- [AUSZUG DER SEITE]:
___
Bereits am 11. Februar 1982 hatte die Klägerin beantragt, die festgesetzte Erbschaftsteuer sowie die dazugehörigen Säumniszuschläge zu erlassen. Mit Bescheid vom 21. April 1982 lehnte das FA den begehrten Erlaß ab. Die Beschwerde der Klägerin wies die zuständige Oberfinanzdirektion (OFD) als unbegründet zurück.

Mit ihrer Klage verfolgte die Klägerin ihr Erlaßbegehren weiter. Das Finanzgericht (FG) wies die Klage ab. Die Revision ließ es nicht zu.

Mit der Revision rügt die Klägerin die Verletzung der §§ 116 Abs. 1 Nr. 5 und 119 Nr. 6 der Finanzgerichtsordnung (FGO). Sie beantragt, die Vorentscheidung aufzuheben und die Sache an das FG zurückzuverweisen.

 

Entscheidungsgründe

Die Revision ist unzulässig. Denn die Klägerin hat keine hinreichenden Tatsachen vorgetragen, die schlüssig einen Verfahrensmangel i.S. der §§ 116 Abs. 1 Nr. 5 und 119 Nr. 6 FGO ergeben.

1. a) Die zulassungsfreie Verfahrensrevision nach § 116 FGO ist nur statthaft, wenn (innerhalb der Revisionsbegründungsfrist) ein Mangel i.S. des § 116 Abs. 1 FGO schlüssig gerügt wird. Ein Verfahrensmangel ist schlüssig gerügt, wenn die zu seiner Begründung vorgetragenen Tatsachen - ihre Richtigkeit unterstellt - einen Mangel i.S. von § 116 Abs. 1 FGO ergeben (Gräber/Ruban, Finanzgerichtsordnung, 2. Aufl., § 116 Rdnr. 3, m.w.N.).

Gemäß § 105 Abs. 2 Nr. 5 FGO müssen Urteile begründet werden. Der Sinn des Begründungszwangs liegt darin, den Prozeßbeteiligten die Kenntnis darüber zu vermitteln, auf welchen Feststellungen, Erkenntnissen und rechtlichen Überlegungen das Urteil beruht (Urteil des Bundesfinanzhofs - BFH - vom 26. Juni 1975 IV R 122/71, BFHE 116, 540, BStBl II 1975, 885, 886, rechte Spalte). Das erfordert nicht, daß jedes Vorbringen der Beteiligten im einzelnen erörtert werden muß. Ein Verfahrensmangel i.S. der §§ 116 Abs. 1 Nr. 5, 119 Nr. 6 FGO ist demnach nicht alleine darin zu sehen, daß im Urteil Gründe übergangen wurden, die das Gericht zwar hätte bedenken müssen, tatsächlich aber nicht be-dacht hat (Gräber/Ruban, a.a.O., § 119 Rdnr. 25, m.w.N.). Entsprechend dem beschriebenen Zweck der Urteilsbegründung kann von einem wesentlichen Verfahrensmangel im Sinne der genannten Vorschrift vielmehr erst dann ausgegangen werden, wenn den Beteiligten die Möglichkeit entzogen ist, die getroffene Entscheidung auf ihre Rechtmäßigkeit hin zu überprüfen (BFH-Urteil vom 23. Januar 1985 I R 292/81, BFHE 143, 325, BStBl II 1985, 417, 418, linke Spalte), so etwa, wenn die Begründung des Urteilsspruchs überhaupt oder in Hinsicht auf einen selbständigen - prozessualen - Anspruch oder ein selbständiges Angriffs- oder Verteidigungsmittel fehlt (Kühn/Kutter/Hofmann, Abgabenordnung/Finanzgerichtsordnung, 16. Aufl., § 116 FGO Anm. 5e, m.w.N.) oder wenn die Entscheidungsgründe nur aus inhaltsleeren Floskeln bestehen oder mißverständlich und verworren sind (Gräber/Ruban, a.a.O., § 119 Rdnr. 24). Unter selbständigen Ansprüchen und selbständigen Angriffs- und Verteidigungsmitteln sind dabei - nicht anders als im Zivilprozeßrecht - nur die eigenständigen Klagegründe und solche Angriffs- oder Verteidigungsmittel zu verstehen, die den vollständigen Tatbestand einer mit selbständiger Wirkung ausgestatteten Rechtsnorm bilden (BFH-Beschluß vom 9. Februar 1977 I R 136/76, BFHE 121, 298, BStBl II 1977, 351).
___
- [DIE AUFGABE]: Schreib alle Datumsangaben mit Tag, Monat und Jahr aus dem Auszug über die Revision der Klägerin heraus.

- [ANGEZEIGTE ANGABEN]:
___
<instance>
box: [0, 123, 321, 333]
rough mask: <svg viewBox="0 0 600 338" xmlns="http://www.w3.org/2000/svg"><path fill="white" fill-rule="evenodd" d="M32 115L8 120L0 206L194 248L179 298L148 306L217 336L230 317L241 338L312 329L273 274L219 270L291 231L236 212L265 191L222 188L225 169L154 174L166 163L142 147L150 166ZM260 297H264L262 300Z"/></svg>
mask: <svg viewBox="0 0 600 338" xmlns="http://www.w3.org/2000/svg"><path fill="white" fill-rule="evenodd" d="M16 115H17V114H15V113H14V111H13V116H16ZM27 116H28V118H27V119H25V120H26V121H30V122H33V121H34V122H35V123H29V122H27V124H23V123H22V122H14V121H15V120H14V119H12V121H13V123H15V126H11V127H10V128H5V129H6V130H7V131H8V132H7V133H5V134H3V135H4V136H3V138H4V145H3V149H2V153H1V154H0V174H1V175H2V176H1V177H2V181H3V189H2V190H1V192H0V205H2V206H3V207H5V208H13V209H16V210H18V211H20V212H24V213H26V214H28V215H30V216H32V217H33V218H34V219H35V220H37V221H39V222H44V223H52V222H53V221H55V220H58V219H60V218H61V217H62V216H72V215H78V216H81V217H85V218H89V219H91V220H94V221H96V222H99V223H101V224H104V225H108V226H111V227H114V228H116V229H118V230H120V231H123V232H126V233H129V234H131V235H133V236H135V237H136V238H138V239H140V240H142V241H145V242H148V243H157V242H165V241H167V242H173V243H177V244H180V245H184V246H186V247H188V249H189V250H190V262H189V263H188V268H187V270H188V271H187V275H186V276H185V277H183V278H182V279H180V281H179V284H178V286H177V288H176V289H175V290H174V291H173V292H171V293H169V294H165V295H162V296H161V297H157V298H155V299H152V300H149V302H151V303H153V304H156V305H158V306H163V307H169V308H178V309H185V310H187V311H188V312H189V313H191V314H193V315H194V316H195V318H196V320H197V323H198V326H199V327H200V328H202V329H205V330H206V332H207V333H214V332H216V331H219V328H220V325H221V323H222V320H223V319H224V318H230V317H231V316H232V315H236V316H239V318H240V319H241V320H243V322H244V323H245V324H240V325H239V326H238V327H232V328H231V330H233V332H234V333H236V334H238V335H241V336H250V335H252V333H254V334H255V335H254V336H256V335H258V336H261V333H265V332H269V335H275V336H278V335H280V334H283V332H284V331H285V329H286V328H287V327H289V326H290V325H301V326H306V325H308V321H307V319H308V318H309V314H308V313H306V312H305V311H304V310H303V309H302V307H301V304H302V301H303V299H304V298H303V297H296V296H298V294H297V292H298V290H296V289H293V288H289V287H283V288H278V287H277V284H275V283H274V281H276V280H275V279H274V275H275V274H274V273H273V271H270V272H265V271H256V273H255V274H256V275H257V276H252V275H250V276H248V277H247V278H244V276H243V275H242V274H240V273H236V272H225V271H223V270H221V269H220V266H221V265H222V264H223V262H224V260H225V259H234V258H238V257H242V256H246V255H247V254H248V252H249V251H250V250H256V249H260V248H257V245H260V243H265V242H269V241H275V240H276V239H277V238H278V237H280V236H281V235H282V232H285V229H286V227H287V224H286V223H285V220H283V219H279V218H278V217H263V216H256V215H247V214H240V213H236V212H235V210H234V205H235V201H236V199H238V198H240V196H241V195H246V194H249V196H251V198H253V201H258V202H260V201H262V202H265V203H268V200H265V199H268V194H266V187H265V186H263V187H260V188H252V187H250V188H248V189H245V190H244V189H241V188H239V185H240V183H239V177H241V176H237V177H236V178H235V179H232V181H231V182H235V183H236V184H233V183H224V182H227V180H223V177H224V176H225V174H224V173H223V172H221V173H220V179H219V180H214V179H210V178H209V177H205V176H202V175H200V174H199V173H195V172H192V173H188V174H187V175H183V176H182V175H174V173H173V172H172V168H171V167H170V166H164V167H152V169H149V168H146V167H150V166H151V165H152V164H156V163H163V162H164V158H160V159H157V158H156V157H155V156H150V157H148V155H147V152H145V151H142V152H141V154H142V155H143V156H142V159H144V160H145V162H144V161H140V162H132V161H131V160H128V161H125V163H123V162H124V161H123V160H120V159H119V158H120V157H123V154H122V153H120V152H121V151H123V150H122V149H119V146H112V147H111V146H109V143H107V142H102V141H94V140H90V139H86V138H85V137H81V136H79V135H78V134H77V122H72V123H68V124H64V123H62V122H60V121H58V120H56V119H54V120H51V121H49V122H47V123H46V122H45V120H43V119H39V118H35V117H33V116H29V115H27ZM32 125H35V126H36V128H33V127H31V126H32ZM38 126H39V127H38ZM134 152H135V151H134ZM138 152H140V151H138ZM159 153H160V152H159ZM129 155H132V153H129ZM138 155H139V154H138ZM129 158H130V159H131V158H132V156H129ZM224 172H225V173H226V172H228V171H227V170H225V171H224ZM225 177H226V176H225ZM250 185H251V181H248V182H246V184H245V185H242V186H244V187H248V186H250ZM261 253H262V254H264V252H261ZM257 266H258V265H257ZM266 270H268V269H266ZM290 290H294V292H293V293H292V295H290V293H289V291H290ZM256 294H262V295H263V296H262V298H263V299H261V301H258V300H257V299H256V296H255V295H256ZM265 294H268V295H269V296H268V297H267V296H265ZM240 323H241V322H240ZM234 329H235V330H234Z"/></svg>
___
- [DIE LÖSUNG]:
- 11. Februar 1982
- 21. April 1982
- 26. Juni 1975
- 23. Januar 1985
- 9. Februar 1977